= DATA FOR ANALYSIS =
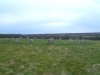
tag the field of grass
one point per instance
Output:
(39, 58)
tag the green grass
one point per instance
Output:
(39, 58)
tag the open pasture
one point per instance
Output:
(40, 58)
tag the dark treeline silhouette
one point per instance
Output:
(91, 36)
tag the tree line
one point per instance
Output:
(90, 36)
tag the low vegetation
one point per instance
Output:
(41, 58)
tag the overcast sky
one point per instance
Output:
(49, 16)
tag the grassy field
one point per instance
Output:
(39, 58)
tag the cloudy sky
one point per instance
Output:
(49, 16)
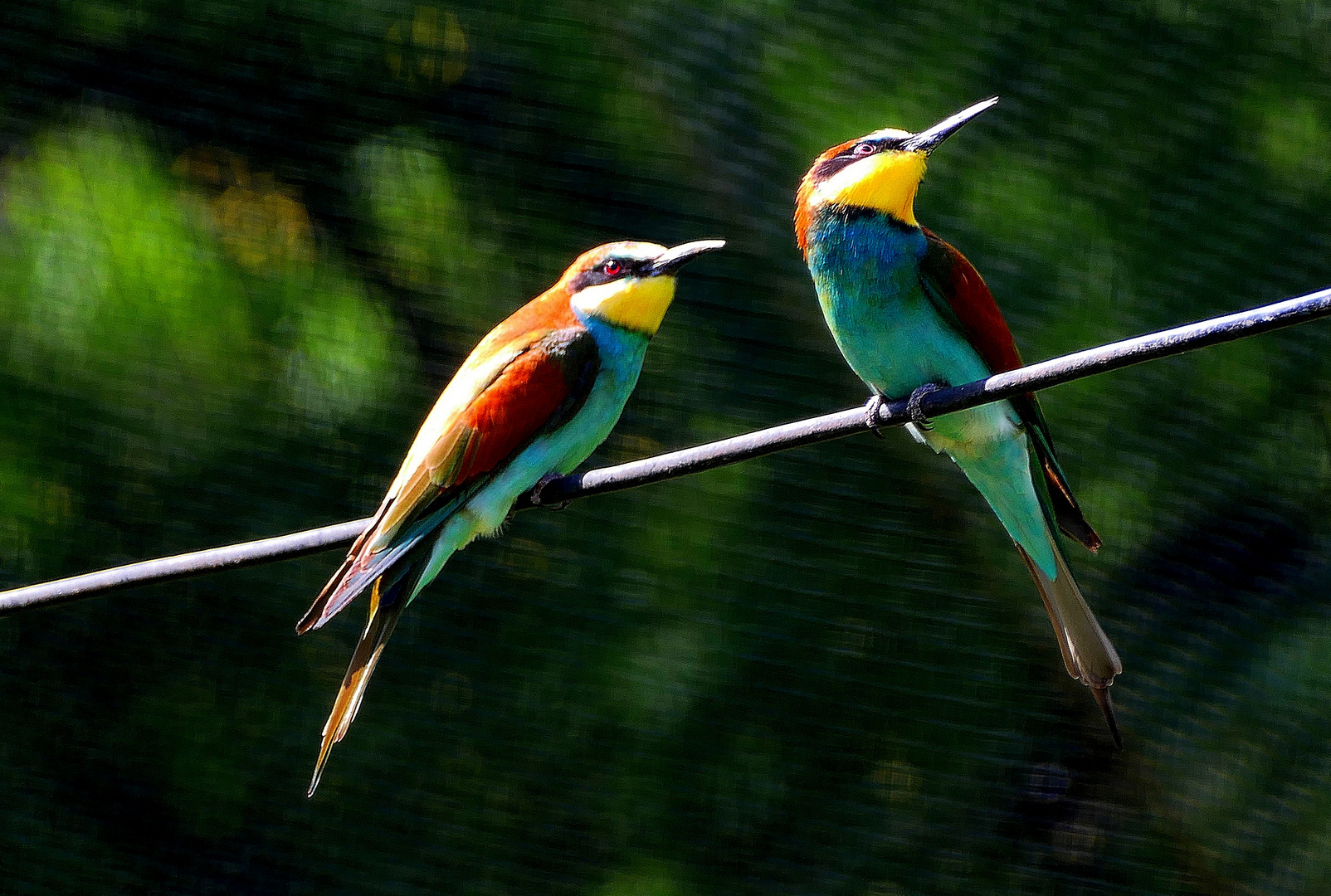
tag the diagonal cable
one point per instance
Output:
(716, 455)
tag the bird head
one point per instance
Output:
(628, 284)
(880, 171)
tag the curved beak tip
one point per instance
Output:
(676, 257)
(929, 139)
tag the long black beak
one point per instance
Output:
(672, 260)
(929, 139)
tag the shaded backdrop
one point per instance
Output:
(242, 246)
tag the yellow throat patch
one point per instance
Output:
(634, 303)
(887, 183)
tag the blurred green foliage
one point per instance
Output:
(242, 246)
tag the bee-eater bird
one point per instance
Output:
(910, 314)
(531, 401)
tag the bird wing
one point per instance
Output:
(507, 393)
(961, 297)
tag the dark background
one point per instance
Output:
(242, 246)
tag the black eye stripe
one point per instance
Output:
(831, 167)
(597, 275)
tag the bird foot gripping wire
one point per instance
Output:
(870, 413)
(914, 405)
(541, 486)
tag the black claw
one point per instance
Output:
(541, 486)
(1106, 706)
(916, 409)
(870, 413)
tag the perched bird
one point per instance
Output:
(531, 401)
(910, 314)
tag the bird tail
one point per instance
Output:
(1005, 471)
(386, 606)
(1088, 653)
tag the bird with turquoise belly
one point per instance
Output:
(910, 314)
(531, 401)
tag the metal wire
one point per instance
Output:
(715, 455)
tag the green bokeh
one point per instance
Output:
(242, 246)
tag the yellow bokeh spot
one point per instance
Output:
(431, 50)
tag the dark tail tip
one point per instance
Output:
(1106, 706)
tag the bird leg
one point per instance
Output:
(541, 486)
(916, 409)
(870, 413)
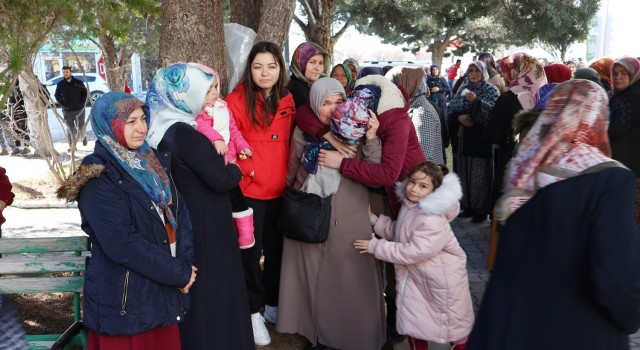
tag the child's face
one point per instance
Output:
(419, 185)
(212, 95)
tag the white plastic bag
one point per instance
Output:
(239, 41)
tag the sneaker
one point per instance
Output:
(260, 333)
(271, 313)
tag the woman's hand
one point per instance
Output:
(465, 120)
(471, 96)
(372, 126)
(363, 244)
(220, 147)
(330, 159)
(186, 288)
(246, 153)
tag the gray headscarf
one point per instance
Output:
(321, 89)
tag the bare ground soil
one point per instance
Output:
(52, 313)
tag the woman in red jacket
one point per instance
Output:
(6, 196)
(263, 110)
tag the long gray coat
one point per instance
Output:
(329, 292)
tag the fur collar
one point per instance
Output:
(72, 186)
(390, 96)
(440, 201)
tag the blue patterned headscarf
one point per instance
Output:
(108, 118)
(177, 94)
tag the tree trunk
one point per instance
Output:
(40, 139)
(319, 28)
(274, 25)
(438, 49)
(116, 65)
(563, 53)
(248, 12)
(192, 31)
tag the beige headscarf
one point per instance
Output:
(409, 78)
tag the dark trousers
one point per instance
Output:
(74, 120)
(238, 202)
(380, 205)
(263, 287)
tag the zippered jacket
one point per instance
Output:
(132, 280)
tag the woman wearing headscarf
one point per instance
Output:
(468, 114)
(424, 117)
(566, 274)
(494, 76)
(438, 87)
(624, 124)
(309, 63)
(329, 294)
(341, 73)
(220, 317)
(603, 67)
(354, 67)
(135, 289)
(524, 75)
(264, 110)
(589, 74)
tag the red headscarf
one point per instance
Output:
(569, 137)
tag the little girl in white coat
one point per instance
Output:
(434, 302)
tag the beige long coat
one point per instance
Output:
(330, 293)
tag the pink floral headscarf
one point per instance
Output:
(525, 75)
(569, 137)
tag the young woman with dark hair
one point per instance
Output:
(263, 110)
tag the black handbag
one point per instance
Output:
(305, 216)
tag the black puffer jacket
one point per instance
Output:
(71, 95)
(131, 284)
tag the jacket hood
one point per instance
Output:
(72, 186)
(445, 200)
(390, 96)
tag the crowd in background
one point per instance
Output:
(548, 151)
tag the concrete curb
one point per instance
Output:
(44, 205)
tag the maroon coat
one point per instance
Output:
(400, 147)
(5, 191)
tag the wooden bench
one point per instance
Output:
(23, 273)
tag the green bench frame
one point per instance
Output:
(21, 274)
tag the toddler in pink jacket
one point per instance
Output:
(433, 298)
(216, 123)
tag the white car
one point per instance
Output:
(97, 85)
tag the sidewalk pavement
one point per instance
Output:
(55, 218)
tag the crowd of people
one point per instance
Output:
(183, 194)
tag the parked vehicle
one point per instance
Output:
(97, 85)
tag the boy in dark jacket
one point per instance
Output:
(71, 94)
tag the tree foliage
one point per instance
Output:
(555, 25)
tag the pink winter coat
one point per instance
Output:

= EXERCISE REQUIREMENTS =
Please reproduce the entries above line by line, exactly, leaving out each image.

= ANSWER TO THE PROBLEM =
tag the field of grass
one point per instance
Output:
(39, 58)
tag the green grass
one point per instance
Output:
(39, 58)
tag the open pasture
one point per instance
Output:
(40, 58)
tag the dark treeline silhouette
one point per instance
Output:
(91, 36)
tag the tree line
one point per instance
Output:
(90, 36)
tag the low vegetation
one point per instance
Output:
(41, 58)
tag the overcast sky
one point per instance
Output:
(49, 16)
tag the grassy field
one point per instance
Output:
(39, 58)
tag the cloudy sky
one point per instance
Output:
(49, 16)
tag the diagonal cable
one point per instance
Output:
(716, 455)
tag the bird head
one point per instance
Output:
(628, 284)
(880, 171)
tag the curved beak tip
one point per instance
Output:
(676, 257)
(929, 139)
tag the long black beak
one point per instance
Output:
(672, 260)
(929, 139)
tag the shaded backdrop
one point per instance
Output:
(242, 246)
tag the yellow throat patch
one point per instance
Output:
(634, 303)
(887, 183)
tag the blurred green foliage
one point per instance
Output:
(242, 246)
tag the bee-eater bird
one point per instance
Output:
(910, 314)
(531, 401)
tag the bird wing
one point per instance
Output:
(507, 393)
(961, 297)
tag the dark background
one point per instance
Output:
(242, 246)
tag the black eye stripe
one point per instance
Output:
(831, 167)
(597, 275)
tag the bird foot gripping wire
one point per instance
Output:
(870, 413)
(914, 405)
(541, 486)
tag the black claw
one point per instance
Output:
(541, 486)
(1106, 706)
(916, 409)
(870, 413)
tag the perched bird
one point per instance
Output:
(531, 401)
(910, 314)
tag the bird tail
one point per instance
Output:
(1005, 471)
(386, 606)
(1088, 653)
tag the bird with turquoise belly
one point per instance
Output:
(910, 314)
(531, 401)
tag the metal wire
one point per instance
Output:
(715, 455)
tag the green bokeh
one point per instance
Output:
(242, 246)
tag the yellow bokeh spot
one point per instance
Output:
(431, 50)
tag the dark tail tip
one point per instance
Output:
(1106, 706)
tag the bird leg
one point per instance
Output:
(541, 486)
(916, 409)
(870, 413)
tag the child's face
one point per instance
Output:
(419, 185)
(212, 95)
tag the white plastic bag
one point per instance
Output:
(239, 41)
tag the sneaker
one point per instance
Output:
(260, 333)
(271, 313)
tag the woman's hand
one point per instance
Output:
(465, 120)
(471, 96)
(372, 126)
(363, 244)
(220, 147)
(330, 159)
(186, 288)
(246, 153)
tag the gray headscarf
one point per instance
Output:
(321, 89)
tag the bare ground soil
one point per instance
Output:
(52, 313)
tag the woman in red jacket
one point per instance
Output:
(6, 196)
(263, 110)
tag the long gray coat
one point per instance
Output:
(329, 292)
tag the fur collar
one point per instance
Output:
(72, 186)
(390, 96)
(440, 201)
tag the blue patterned headscarf
one point per instance
Output:
(108, 118)
(177, 94)
tag the tree trunk
one point per instance
Output:
(40, 139)
(319, 28)
(274, 25)
(438, 49)
(116, 65)
(563, 53)
(248, 12)
(192, 31)
tag the beige headscarf
one point per instance
Output:
(409, 78)
tag the dark trousers
one point per instance
Output:
(74, 120)
(238, 202)
(380, 205)
(263, 287)
tag the zippered jacket
one point per instance
Output:
(132, 280)
tag the woman wearing headscarf
one point per instance
Output:
(468, 114)
(424, 117)
(566, 274)
(494, 76)
(438, 87)
(624, 124)
(309, 63)
(329, 294)
(341, 73)
(220, 317)
(603, 67)
(354, 67)
(135, 289)
(524, 75)
(264, 110)
(589, 74)
tag the red headscarf
one point per instance
Output:
(569, 137)
tag the little girl in white coat
one point per instance
Output:
(434, 302)
tag the beige long coat
one point per instance
Output:
(330, 293)
tag the pink floral headscarf
one point per instance
Output:
(525, 75)
(569, 137)
tag the young woman with dark hair
one point per instance
Output:
(263, 110)
tag the black handbag
one point per instance
Output:
(305, 216)
tag the black puffer jacket
one point per instance
Output:
(71, 95)
(131, 284)
tag the jacket hood
one point per instance
Output:
(72, 186)
(445, 200)
(390, 96)
tag the crowd in background
one point per instance
Output:
(548, 151)
tag the concrete curb
one point per instance
Output:
(44, 205)
tag the maroon coat
one point per instance
Output:
(400, 147)
(5, 191)
tag the wooden bench
one point per instance
Output:
(23, 273)
tag the green bench frame
one point per instance
Output:
(21, 274)
tag the toddler in pink jacket
one point per instance
Output:
(433, 298)
(216, 123)
tag the white car
one point per instance
Output:
(97, 85)
tag the sidewalk pavement
one point per instance
Output:
(55, 218)
tag the crowd of people
one point per instance
Output:
(183, 194)
tag the parked vehicle
one point per instance
Output:
(97, 85)
tag the boy in dark jacket
one point per instance
Output:
(71, 94)
tag the tree foliage
one point per instance
Output:
(555, 25)
tag the pink winter coat
one point per instance
Output:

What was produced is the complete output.